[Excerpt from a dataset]
-------------------------

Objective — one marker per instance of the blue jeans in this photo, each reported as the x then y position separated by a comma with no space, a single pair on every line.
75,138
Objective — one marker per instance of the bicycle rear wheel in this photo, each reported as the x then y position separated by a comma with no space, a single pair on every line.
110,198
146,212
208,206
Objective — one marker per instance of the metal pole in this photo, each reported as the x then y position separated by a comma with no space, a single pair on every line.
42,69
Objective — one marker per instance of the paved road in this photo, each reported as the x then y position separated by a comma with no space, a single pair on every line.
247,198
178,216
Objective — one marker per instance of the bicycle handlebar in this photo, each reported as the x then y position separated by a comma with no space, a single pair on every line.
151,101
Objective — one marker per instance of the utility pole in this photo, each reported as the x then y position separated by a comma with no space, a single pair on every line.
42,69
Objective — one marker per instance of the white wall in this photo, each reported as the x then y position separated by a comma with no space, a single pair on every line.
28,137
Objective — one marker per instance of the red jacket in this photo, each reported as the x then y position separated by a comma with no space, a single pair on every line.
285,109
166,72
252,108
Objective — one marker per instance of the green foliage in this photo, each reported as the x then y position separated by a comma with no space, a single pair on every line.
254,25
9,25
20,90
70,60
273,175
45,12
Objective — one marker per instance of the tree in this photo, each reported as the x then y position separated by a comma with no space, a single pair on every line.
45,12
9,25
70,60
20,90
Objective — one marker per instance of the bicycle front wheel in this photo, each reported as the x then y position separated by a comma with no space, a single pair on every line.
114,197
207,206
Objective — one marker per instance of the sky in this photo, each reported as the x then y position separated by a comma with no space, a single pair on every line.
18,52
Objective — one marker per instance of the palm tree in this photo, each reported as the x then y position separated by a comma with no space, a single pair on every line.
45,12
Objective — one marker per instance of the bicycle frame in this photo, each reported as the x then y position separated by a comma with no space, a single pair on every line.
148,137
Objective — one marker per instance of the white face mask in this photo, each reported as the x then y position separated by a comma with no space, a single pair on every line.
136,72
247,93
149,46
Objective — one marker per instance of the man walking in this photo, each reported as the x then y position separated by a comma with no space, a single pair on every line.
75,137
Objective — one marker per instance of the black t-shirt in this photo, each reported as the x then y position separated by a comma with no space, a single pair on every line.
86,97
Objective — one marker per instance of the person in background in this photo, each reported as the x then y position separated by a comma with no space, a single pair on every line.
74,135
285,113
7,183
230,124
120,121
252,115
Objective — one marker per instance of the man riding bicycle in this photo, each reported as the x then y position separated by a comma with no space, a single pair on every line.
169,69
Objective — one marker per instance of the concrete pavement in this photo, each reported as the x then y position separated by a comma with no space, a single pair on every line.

-------------------------

## Required work
Copy the lines of the records verbatim, from the line containing "Objective — one marker per instance of the person" through the last line of the records, both included.

## Correct result
Objective — one marker per instance of the person in background in this photo, each reported as the x then y position separated by a comma with no space, a single pair on every line.
74,135
285,113
7,183
230,124
120,121
252,115
Objective — one marker per instance of the man riding bicycle in this photo, each reported as the x then y position separated by a comma with no space, a single pair on every line.
169,69
Objective — one marker per instance of the concrete pavement in this photo, each reported as the x then y position separated by a comma with no space, a single pair on every line.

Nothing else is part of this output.